What is asked:
Scale the part of the material that opens with the line containing "If you could point to the leafy" and runs through the end of the material, both ends included. Rewrite every line in that part, keeping the requests unchanged, and multiply each coordinate in the answers by 2.5, rounding to whole numbers with halves rounded up.
start Task material
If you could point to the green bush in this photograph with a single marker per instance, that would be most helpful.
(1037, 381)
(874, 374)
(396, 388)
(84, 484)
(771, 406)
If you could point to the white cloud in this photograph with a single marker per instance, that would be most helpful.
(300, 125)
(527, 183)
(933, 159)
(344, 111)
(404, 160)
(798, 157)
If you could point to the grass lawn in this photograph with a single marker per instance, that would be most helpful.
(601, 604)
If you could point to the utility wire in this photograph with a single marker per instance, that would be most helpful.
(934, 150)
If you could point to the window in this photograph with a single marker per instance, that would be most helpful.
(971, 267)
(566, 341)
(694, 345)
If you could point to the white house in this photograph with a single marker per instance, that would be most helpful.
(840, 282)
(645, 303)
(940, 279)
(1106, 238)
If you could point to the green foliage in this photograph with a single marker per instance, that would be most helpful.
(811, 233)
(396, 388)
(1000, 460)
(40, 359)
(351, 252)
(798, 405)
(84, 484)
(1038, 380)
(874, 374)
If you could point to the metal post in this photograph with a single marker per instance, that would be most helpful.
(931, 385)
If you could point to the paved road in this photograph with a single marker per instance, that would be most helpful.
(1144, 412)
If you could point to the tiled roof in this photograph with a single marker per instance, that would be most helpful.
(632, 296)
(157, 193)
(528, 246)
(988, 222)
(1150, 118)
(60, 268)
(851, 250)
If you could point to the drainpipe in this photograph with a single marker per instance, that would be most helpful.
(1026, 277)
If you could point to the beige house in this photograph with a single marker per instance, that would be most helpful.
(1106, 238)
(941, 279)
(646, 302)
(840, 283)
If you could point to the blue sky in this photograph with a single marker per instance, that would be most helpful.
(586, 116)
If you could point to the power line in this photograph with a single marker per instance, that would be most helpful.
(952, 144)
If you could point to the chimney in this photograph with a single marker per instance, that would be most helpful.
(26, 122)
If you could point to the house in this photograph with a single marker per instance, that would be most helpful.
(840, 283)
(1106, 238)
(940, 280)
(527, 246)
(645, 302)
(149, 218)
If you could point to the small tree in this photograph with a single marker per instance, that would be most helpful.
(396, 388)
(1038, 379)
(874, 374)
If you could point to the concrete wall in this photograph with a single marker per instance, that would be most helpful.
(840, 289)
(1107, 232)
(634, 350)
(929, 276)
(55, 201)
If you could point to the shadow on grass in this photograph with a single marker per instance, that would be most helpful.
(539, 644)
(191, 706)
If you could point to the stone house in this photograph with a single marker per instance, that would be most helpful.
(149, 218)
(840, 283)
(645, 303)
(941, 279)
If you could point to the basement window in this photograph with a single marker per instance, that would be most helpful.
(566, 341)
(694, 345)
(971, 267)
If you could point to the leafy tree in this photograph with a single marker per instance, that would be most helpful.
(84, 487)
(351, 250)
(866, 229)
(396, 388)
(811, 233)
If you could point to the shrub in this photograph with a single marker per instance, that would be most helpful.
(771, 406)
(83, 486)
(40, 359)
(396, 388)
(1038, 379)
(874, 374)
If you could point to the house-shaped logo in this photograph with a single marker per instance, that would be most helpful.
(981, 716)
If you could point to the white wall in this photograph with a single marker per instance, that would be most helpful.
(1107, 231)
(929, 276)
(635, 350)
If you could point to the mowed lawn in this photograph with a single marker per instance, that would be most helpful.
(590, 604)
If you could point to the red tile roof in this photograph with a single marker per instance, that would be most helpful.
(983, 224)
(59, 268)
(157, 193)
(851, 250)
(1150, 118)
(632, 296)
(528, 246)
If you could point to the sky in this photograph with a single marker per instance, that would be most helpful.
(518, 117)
end Task material
Correct output:
If you could point to the leafy tree in this photograph with a single marker per instance, that would be most helpful.
(210, 1218)
(878, 625)
(2165, 573)
(990, 970)
(2028, 583)
If you could point to the shrub in this photograph with a single marker per instance, that would be most helpful.
(1928, 1015)
(208, 1215)
(100, 898)
(990, 970)
(2595, 948)
(2185, 935)
If you could point to the house-shaped logo in this photograph with a single marker per instance, that would be most helpful.
(2453, 1790)
If you could point to the white wall in this photograph with a single marker per instance, that would be most helpful.
(2768, 578)
(2323, 690)
(1588, 875)
If you could point to the mowed lawn in this photograph with a single marker per instance, that would be most helpful.
(1475, 1510)
If you could point to the red tile roof in this photograph with a single marker per instance, that would be most helpful.
(2458, 560)
(148, 670)
(393, 483)
(2128, 625)
(2875, 295)
(1580, 740)
(1320, 615)
If you could point to the sky in this photograph with a single marker per instance, that would be most helpful.
(1295, 293)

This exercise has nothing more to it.